短い課題
「Thank you for the photograph. Please indicate the tree」を含む行から「Target: tree」を含む行までを、「tree」を「pine」に置き換え、ほかは変えずに書き直すこと。

++++ データ ++++

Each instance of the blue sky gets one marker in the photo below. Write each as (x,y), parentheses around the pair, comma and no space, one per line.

++++
++++ データ ++++

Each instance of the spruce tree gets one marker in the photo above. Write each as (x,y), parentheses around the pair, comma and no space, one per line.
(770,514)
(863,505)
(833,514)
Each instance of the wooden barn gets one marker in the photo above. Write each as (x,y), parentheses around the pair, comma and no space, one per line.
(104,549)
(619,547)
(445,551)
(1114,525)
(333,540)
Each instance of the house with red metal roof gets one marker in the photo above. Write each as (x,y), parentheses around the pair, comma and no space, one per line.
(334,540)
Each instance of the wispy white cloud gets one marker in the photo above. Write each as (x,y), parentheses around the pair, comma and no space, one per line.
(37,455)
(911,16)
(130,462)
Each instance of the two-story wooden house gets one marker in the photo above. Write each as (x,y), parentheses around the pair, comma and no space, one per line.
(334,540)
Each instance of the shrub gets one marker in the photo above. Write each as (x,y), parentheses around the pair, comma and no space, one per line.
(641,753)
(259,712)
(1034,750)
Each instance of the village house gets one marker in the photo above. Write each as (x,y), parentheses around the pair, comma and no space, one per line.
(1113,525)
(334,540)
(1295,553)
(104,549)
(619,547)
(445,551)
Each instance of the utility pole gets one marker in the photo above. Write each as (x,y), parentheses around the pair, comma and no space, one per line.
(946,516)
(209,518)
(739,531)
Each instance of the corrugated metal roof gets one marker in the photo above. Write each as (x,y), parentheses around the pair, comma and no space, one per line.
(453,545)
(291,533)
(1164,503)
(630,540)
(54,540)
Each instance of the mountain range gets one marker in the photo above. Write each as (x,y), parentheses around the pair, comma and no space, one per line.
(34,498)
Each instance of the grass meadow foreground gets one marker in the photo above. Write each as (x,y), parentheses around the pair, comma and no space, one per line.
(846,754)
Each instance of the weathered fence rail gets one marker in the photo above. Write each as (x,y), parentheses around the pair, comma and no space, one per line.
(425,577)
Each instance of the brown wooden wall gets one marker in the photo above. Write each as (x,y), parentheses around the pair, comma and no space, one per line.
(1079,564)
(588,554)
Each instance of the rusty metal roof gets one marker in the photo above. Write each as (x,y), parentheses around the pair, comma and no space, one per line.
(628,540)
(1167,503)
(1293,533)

++++
++++ データ ++++

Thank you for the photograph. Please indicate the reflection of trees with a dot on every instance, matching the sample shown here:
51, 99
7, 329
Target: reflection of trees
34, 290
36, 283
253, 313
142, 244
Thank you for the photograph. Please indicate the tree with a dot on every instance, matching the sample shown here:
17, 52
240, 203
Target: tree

++++

正解
Thank you for the photograph. Please indicate the pine with a dot on every instance, matching the sample shown here:
17, 52
240, 203
Target: pine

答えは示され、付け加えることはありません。